Extrait fourni:
--- --- ---
Dans le contexte extrême de la Kolyma, ce traitement est comme impossibilisé par l’épuisement et le gel extérieur entraînant un gel intérieur de toutes les fonctions mentales et psychiques. De même que la montagne rend sous les assauts des bulldozers tous les cadavres de Kolyma « conservés » par le permafrost, la mémoire, sous les coups de Chalamov, vomit littéralement tous les souvenirs, intacts, non décomposés comme sont ordinairement les souvenirs chez n’importe quel être vivant même dans des conditions difficiles (hors trauma, peut-être ?)
L’emprise est si profonde, vitale, essentielle qu’elle atteint à un des mécanismes les plus fondamentaux pour l’esprit.
Mémoire autre
Il y aurait une « seconde mémoire » (334) et l’immense question ici exacerbée, ce qui la met encore plus en évidence, de ce que l’on peut savoir de ce que les autres (passés, présents, proches, lointains, persans, bourreaux, persécutés) ont pu penser ou pensent. Avec ce sentiment de la totale altérité de toute pensée à celle de l’autre, fut-il très proche. Le sentiment de l’enfermement irrémédiable et constitutif dans sa propre pensée – notamment en raison de la constitution progressive de son flux qui en fait une immensité infiniment complexe (même chez les plus frustres) de telle sorte qu’espérer des recouvrements même partiels est totale illusion – vertige.
--- --- ---
Consignes:
a. D'après l'extrait, pourquoi le traitement des souvenirs est-il comme impossible dans la Kolyma ? Répondez en une à trois phrases.
b. Recopiez l'extrait de « Mémoire autre » à « illusion – vertige. » en rebaptisant « bourreaux » en « geôliers ».
Les lignes ne sont d'aucune utilité pour ces consignes.
--- --- ---
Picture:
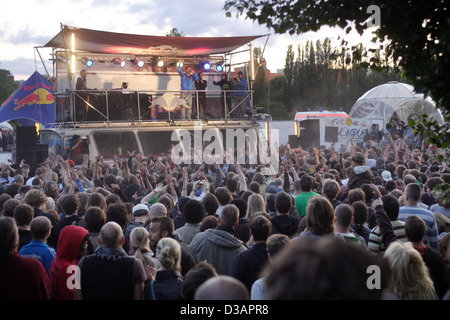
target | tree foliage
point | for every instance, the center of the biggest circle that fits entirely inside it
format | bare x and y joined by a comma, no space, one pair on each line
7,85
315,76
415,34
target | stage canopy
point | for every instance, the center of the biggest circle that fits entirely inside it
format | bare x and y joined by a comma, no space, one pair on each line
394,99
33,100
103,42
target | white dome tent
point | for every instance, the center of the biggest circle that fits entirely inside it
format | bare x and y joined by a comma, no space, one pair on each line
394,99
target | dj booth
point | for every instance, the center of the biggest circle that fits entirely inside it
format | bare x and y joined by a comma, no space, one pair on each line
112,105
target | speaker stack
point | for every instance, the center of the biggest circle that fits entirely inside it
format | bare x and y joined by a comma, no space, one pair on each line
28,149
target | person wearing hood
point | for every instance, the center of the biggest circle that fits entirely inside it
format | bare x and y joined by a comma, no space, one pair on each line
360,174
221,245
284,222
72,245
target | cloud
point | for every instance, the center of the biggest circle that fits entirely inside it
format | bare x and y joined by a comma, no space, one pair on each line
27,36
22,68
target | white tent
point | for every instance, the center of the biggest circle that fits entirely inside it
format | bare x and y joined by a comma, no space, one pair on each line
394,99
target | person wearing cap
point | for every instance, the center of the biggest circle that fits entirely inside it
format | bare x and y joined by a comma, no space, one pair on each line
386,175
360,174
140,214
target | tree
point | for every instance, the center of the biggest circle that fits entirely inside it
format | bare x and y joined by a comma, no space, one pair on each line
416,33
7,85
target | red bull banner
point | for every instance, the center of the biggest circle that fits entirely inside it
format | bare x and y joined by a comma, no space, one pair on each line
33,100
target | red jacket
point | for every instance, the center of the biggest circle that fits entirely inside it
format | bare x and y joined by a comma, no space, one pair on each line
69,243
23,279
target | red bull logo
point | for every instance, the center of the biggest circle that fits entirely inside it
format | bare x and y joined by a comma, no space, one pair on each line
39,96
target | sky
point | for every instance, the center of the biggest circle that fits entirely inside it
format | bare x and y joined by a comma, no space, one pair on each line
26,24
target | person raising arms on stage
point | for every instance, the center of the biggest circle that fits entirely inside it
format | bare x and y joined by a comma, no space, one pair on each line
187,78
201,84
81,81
--- --- ---
Réponses fournies:
a. Dans la Kolyma, ce traitement est rendu comme impossible par l'épuisement et par le gel extérieur. Ce gel entraîne un gel intérieur de toutes les fonctions mentales et psychiques.

b.
Mémoire autre
Il y aurait une « seconde mémoire » (334) et l’immense question ici exacerbée, ce qui la met encore plus en évidence, de ce que l’on peut savoir de ce que les autres (passés, présents, proches, lointains, persans, geôliers, persécutés) ont pu penser ou pensent. Avec ce sentiment de la totale altérité de toute pensée à celle de l’autre, fut-il très proche. Le sentiment de l’enfermement irrémédiable et constitutif dans sa propre pensée – notamment en raison de la constitution progressive de son flux qui en fait une immensité infiniment complexe (même chez les plus frustres) de telle sorte qu’espérer des recouvrements même partiels est totale illusion – vertige.